*Task prompt*: Rewrite everything from the line "[detect] shrub" down to the end of the items, requests included, and shift every box coordinate in the answers by -143.

┌─ Information given

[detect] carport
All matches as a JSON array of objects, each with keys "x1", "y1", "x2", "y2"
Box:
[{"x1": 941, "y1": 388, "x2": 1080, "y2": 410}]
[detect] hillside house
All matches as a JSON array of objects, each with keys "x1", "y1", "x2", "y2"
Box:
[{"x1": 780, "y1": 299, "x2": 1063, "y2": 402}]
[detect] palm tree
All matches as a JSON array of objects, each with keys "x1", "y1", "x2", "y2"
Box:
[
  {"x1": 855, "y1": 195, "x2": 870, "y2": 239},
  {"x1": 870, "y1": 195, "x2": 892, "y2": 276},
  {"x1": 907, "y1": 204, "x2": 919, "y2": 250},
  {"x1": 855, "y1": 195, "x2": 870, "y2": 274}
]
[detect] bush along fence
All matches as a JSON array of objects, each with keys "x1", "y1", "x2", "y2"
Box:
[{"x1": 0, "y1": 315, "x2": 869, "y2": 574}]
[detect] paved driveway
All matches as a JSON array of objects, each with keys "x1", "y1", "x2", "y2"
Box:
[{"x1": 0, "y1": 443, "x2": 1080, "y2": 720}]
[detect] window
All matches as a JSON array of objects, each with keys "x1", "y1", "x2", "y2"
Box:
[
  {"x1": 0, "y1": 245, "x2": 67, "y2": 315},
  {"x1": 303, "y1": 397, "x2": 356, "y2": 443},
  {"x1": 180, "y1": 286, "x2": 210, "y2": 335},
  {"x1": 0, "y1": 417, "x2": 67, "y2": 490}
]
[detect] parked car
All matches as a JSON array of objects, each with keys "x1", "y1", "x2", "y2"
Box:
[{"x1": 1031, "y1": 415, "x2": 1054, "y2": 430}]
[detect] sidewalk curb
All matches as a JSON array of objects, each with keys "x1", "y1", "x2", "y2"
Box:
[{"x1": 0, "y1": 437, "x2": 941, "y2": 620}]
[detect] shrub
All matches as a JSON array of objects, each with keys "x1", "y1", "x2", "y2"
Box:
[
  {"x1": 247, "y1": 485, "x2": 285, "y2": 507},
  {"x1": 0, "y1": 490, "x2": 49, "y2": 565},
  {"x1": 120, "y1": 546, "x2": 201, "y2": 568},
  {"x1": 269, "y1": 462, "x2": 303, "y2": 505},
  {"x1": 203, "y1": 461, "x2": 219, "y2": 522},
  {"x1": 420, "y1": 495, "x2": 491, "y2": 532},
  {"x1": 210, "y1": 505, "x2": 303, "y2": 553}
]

└─

*Result for this task*:
[detect] shrub
All matches as a JSON array of objects, each with keys "x1", "y1", "x2", "y2"
Box:
[
  {"x1": 104, "y1": 342, "x2": 142, "y2": 364},
  {"x1": -143, "y1": 347, "x2": -94, "y2": 422},
  {"x1": -23, "y1": 403, "x2": 58, "y2": 425},
  {"x1": 126, "y1": 319, "x2": 160, "y2": 362},
  {"x1": 60, "y1": 318, "x2": 76, "y2": 379},
  {"x1": 277, "y1": 352, "x2": 348, "y2": 389},
  {"x1": 67, "y1": 362, "x2": 160, "y2": 410}
]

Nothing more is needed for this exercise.